--- Task statement ---
Filter the listing below and copy out each line that contains the word "flower".
------ Records ------
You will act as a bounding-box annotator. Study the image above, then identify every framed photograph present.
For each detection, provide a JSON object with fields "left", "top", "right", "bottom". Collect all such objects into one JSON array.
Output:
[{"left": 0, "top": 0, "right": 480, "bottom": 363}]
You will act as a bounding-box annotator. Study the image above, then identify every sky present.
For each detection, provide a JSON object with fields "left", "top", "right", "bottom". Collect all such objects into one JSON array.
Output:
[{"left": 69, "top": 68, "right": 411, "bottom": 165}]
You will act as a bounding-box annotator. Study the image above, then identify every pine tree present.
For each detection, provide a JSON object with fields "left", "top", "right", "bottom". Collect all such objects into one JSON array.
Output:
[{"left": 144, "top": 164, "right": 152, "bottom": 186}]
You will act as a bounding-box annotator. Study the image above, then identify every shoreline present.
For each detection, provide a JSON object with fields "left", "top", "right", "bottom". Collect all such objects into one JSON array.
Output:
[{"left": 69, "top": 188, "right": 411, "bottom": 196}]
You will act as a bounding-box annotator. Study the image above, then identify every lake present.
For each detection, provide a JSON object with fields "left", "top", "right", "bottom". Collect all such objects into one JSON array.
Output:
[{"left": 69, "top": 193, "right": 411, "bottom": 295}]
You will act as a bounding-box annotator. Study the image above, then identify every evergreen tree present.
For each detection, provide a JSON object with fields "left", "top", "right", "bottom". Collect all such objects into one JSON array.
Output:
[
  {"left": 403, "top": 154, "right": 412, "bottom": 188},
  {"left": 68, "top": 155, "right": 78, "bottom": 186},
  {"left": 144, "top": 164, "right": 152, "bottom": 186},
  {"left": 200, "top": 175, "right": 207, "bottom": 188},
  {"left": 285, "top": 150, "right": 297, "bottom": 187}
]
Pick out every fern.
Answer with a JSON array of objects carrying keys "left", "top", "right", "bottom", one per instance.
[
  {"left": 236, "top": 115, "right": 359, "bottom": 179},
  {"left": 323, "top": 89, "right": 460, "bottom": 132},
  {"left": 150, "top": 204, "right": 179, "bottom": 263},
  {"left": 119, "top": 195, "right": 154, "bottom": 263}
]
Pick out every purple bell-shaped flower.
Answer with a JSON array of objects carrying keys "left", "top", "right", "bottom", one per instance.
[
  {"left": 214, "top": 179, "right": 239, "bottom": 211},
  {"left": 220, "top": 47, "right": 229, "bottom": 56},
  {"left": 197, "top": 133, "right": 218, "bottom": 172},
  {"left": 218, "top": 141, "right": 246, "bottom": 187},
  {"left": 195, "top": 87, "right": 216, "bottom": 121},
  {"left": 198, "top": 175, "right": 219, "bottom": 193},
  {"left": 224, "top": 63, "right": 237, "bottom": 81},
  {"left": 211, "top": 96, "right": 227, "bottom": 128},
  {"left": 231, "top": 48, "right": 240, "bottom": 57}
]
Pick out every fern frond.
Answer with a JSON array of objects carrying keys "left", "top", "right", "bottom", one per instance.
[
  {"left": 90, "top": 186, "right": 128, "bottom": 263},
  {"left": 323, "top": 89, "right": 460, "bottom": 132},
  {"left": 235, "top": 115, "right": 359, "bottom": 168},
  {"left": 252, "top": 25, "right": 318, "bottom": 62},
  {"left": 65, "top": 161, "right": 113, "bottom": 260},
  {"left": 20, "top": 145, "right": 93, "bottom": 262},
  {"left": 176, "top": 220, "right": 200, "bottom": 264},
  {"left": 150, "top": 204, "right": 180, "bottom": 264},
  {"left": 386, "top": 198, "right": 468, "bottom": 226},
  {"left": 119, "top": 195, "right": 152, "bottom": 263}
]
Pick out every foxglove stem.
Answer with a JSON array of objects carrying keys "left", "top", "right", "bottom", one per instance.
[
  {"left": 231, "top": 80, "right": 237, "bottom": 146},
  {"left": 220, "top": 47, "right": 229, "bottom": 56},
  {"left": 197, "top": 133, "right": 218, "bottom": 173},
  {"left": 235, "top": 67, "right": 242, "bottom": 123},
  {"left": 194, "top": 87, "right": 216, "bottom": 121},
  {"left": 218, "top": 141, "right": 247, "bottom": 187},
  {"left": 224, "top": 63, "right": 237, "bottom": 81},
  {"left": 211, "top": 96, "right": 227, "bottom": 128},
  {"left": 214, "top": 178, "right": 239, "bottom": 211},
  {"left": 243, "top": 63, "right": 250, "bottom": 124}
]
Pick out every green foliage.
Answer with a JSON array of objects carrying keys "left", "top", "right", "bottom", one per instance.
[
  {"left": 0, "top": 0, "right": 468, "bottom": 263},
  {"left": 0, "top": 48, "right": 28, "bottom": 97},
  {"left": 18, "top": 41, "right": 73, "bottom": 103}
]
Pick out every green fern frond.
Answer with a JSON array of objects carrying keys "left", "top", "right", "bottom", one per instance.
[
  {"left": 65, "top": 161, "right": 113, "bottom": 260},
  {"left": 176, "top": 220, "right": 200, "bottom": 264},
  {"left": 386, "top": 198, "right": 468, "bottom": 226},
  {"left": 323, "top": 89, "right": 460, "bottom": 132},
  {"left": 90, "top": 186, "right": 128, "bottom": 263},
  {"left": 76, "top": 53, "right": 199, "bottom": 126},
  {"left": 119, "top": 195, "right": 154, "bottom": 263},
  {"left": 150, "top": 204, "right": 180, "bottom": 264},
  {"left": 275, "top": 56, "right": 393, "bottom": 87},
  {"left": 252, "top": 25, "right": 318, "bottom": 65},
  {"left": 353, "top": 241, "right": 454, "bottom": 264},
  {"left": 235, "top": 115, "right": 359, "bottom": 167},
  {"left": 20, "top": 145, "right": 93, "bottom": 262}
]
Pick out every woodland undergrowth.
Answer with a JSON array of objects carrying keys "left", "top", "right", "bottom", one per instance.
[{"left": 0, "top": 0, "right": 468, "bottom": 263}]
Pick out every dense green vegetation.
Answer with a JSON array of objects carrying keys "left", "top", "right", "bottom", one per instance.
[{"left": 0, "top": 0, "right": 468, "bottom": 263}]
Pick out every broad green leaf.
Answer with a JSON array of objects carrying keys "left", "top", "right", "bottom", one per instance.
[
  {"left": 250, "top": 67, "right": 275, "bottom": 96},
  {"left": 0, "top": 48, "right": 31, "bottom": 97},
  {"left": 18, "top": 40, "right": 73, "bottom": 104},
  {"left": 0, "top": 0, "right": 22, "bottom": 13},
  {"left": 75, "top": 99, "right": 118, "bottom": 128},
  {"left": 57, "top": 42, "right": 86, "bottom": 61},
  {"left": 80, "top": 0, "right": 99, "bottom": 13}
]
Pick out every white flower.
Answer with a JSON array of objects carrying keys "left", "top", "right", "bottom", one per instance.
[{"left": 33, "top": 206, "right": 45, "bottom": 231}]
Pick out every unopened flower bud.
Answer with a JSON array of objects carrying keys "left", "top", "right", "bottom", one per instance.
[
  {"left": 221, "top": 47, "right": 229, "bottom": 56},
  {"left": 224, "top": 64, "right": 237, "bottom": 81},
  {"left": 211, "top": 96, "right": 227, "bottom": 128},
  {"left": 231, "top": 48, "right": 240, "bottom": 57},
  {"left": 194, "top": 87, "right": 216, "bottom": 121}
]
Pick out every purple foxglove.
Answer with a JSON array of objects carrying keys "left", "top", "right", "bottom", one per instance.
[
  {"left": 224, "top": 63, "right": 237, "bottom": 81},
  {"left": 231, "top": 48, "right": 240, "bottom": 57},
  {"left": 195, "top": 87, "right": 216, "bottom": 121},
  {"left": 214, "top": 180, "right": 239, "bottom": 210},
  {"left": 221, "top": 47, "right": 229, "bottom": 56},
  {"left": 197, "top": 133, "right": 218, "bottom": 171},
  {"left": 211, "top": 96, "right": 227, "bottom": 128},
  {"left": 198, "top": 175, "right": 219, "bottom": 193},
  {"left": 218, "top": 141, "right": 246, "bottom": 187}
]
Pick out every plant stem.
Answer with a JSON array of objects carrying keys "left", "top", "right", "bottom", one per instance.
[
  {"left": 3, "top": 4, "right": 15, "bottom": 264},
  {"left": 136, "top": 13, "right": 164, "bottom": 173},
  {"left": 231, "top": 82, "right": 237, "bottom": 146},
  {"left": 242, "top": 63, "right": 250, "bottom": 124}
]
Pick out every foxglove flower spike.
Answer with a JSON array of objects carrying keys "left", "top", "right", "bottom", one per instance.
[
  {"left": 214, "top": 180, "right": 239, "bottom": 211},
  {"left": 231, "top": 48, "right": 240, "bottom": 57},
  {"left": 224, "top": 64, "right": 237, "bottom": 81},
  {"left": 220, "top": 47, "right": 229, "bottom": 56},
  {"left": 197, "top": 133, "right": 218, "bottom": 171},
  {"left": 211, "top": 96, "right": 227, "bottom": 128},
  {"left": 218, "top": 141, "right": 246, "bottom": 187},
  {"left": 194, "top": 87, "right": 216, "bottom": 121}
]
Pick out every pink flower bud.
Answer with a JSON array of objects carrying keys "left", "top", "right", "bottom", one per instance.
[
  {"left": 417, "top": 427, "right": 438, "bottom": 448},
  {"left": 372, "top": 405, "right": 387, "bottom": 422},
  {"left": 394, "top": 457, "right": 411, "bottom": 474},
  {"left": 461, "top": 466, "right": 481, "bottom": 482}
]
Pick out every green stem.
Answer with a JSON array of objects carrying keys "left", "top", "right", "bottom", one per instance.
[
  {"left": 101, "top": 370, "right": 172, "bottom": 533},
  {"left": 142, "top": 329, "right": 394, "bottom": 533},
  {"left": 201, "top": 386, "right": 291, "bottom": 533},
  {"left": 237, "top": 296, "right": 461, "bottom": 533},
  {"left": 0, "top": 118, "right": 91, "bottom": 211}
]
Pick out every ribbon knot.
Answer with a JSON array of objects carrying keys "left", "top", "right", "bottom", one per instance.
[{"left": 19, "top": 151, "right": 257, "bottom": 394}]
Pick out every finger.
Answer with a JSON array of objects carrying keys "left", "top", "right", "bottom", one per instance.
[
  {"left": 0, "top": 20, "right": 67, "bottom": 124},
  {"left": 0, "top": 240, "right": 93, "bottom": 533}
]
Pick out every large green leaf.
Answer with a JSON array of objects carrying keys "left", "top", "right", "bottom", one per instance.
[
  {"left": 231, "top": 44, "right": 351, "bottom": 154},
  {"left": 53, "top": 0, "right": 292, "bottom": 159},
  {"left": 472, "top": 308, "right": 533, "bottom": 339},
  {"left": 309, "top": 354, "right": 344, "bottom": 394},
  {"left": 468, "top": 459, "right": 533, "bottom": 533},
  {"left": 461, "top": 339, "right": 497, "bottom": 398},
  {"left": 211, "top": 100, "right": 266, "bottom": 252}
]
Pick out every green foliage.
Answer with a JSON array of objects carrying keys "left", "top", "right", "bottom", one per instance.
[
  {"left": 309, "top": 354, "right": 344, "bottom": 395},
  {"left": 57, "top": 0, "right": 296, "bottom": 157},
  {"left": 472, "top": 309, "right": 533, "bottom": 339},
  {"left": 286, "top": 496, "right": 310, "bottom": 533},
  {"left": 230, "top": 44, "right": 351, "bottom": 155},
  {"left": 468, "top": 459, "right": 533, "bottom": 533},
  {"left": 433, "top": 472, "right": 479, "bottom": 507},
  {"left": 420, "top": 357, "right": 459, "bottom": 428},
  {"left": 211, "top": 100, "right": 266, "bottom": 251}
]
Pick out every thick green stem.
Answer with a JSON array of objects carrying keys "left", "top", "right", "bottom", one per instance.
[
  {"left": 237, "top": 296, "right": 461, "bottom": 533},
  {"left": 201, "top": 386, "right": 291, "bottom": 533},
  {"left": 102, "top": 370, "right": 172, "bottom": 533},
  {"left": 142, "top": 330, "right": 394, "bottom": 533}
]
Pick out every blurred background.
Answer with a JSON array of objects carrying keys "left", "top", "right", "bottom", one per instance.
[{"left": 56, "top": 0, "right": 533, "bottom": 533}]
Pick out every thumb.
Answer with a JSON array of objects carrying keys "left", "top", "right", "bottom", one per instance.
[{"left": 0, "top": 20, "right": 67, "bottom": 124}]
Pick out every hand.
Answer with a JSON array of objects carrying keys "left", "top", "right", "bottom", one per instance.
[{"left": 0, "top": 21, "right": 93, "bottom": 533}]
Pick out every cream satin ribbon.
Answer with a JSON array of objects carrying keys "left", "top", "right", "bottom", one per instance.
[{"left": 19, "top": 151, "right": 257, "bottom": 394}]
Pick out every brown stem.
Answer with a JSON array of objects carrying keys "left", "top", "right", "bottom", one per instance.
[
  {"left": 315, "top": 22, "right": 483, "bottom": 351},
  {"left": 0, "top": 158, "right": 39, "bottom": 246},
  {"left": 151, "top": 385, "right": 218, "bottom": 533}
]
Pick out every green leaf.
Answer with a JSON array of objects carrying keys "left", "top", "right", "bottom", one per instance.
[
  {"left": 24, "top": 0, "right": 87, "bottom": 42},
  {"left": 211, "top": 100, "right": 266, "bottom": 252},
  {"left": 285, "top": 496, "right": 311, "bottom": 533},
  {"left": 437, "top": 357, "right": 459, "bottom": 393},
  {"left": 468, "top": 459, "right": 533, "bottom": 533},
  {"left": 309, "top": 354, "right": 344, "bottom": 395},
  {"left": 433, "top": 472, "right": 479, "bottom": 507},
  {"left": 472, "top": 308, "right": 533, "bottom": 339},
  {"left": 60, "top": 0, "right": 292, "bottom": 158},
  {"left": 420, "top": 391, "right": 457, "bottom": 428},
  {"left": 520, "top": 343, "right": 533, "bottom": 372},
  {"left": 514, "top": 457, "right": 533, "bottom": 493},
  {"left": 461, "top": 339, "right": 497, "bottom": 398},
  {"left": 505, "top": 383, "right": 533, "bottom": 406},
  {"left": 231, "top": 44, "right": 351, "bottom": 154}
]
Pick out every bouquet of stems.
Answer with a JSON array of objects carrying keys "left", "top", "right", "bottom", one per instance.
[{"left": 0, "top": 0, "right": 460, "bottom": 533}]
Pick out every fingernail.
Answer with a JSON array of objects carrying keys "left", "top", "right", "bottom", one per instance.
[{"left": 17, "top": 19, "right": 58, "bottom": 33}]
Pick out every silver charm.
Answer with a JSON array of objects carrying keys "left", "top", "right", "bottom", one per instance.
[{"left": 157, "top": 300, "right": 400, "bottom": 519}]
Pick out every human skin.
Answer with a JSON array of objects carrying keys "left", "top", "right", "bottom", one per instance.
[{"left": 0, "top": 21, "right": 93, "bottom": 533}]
------
--- Result for this task ---
Pick out every purple bell-shaped flower.
Pick out every white flower.
Pick out every unopened flower bud.
Pick out every foxglove flower spike.
Pick out every pink flower bud.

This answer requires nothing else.